Exercises to complete:
(a) From the river biofilm project description, list the human pressures on river health that follow the word "including".
(b) Continue the river biofilm project description from the point where it stops.

Selected extract:
- Dates09 May 2025 to 31 March 2026
- SponsorUK Government (Water Restoration Fund)
- Funded£143,738
- Partners
River ecosystems are impacted by people in numerous ways. Whilst headlines might focus on a single problem, like sewage, river health is negatively affected by multiple human pressures, including intensive land use, habitat degradation, water abstraction and contaminants. Currently, it is difficult to determine which pressures are having the greatest ecological impact at specific locations to target improvements.
In our research and development project, we are using cutting-edge genetic sequencing technology to diagnose the underlying reasons for poor river health. We are focusing our study on the bed of the river, where a diverse community of microorganisms grow on rocks and other submerged surfaces, known as riverbed biofilms. We are determining how different combinations of pressures affects the microbial composition of the biofilm. This information will help us identify key markers that can be used to assess pressures to target future mitigation and restoration.

Exercise data:
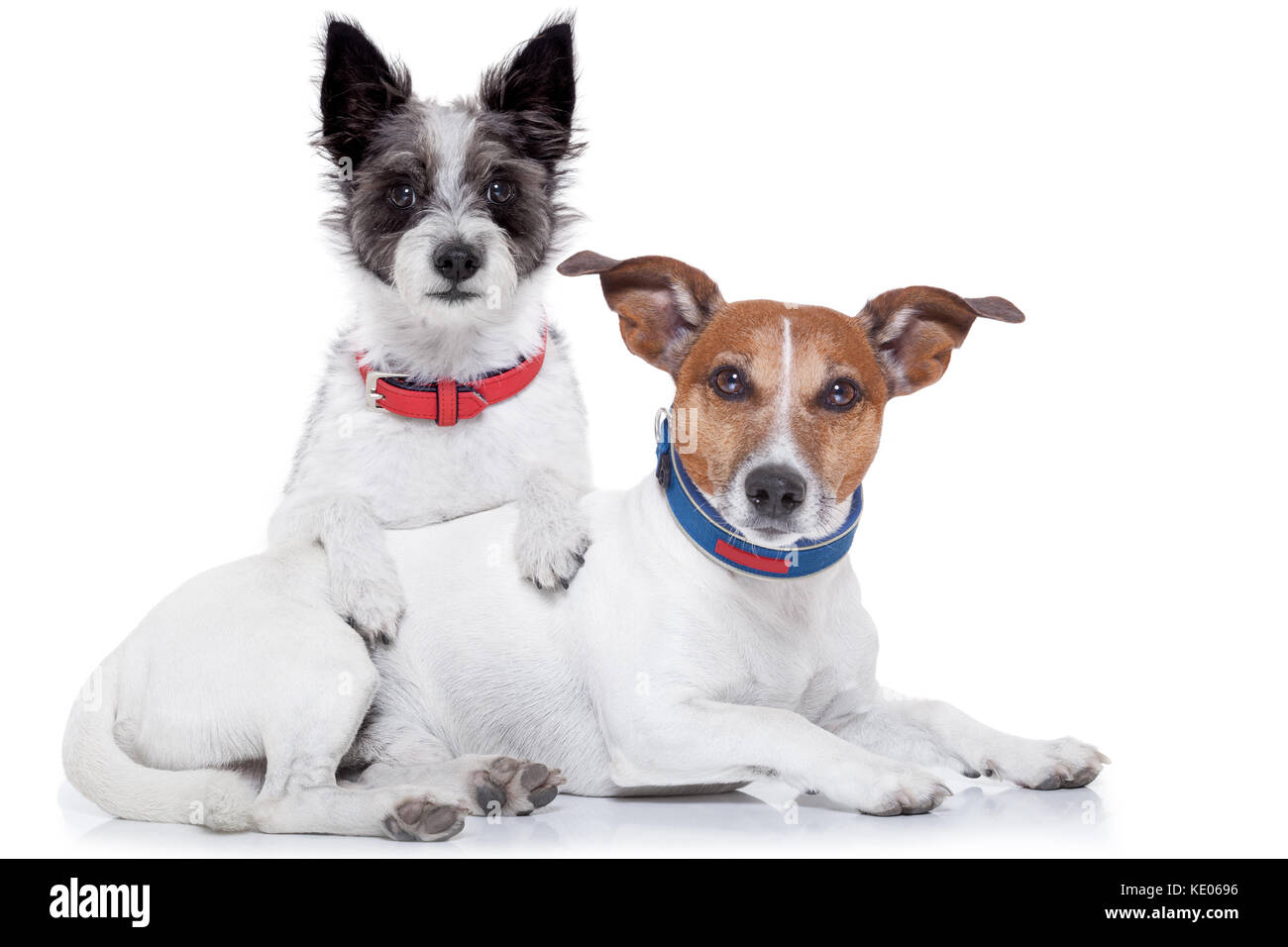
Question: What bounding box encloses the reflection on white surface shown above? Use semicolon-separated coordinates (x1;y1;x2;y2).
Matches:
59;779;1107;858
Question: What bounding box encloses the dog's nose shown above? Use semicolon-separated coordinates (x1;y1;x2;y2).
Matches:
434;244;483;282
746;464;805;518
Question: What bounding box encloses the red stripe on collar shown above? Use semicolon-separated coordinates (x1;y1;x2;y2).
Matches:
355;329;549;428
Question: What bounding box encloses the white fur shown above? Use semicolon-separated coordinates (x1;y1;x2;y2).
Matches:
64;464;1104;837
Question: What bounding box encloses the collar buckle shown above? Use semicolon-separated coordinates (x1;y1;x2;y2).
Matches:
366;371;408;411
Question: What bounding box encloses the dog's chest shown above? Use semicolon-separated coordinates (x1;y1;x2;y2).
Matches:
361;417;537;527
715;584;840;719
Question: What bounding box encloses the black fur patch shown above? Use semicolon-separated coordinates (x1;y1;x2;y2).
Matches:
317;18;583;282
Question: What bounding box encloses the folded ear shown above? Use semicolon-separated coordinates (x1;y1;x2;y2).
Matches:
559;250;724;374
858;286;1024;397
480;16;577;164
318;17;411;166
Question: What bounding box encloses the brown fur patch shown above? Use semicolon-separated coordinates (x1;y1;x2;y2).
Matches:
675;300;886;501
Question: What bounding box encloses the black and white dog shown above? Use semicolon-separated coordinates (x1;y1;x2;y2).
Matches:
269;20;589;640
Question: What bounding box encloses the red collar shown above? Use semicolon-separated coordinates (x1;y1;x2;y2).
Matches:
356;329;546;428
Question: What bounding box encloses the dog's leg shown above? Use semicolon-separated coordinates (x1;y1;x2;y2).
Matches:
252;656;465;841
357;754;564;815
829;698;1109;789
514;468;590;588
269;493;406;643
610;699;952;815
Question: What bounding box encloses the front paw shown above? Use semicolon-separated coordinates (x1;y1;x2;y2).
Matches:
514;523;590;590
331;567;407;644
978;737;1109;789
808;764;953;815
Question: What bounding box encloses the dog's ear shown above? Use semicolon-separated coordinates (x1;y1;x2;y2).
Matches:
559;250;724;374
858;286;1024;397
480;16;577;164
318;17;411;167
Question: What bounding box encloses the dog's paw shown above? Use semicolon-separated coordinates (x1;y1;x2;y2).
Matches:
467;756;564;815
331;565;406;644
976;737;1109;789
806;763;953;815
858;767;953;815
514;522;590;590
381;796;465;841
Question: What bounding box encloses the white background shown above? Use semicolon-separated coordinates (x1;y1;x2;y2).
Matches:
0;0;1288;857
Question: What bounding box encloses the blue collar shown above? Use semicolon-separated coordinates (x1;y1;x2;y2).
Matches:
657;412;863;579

==

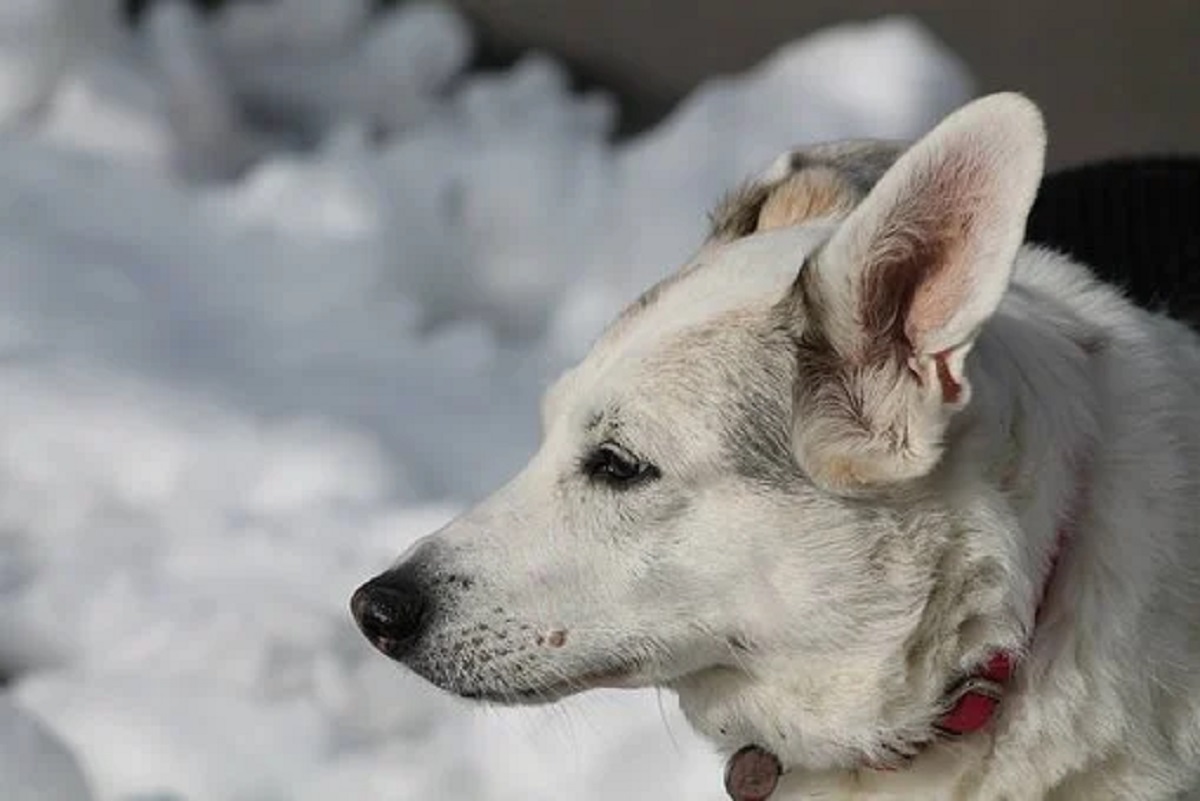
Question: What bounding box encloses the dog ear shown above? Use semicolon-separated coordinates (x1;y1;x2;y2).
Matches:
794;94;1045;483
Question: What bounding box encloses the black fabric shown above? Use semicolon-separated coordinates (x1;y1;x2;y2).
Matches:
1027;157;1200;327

==

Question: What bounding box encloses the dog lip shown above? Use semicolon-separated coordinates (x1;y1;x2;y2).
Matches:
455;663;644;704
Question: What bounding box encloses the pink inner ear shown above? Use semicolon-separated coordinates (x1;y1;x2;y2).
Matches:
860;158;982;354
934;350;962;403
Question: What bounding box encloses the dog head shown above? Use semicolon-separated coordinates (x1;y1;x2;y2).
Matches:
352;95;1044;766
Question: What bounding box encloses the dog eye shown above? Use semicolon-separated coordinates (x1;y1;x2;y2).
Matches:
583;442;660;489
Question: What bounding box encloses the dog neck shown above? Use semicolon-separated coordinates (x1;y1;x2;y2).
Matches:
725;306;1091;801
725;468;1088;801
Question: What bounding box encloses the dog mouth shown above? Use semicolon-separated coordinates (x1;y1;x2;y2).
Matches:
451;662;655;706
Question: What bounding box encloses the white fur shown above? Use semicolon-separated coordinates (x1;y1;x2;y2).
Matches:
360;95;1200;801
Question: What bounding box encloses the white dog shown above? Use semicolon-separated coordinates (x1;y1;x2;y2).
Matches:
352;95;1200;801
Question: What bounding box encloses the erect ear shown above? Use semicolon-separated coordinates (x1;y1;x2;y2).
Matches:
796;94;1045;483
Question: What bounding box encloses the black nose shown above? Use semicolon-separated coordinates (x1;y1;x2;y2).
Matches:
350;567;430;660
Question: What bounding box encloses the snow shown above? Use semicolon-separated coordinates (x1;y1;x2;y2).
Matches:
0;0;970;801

Expected responses:
(a)
- Intensive land use
- Habitat degradation
- Water abstraction
- Contaminants

(b)
Progress update
We are working in close collaboration with ColneCAN, a partnership of organisations dedicated to improving the River Colne and its tributaries. We had our kick-off meeting in mid-May 2025, where partners shared their local knowledge of the river systems to help us design our field survey. We are now in the middle of our summer fieldwork campaign. We are collecting riverbed biofilm samples from locations across the 6 waterbodies in the Colne catchment, which represent different combinations of pressures. Sampling is being done upstream and downstream of known and suspected point source pollution (e.g. wastewater treatment works, surface water outfalls), upstream and downstream of different land cover types (e.g. agricultural and urban) and in areas with different levels of hydrological and physical modification. Once this fieldwork is complete, we will be extracting the genetic material from the biofilms and running metagenomic sequencing.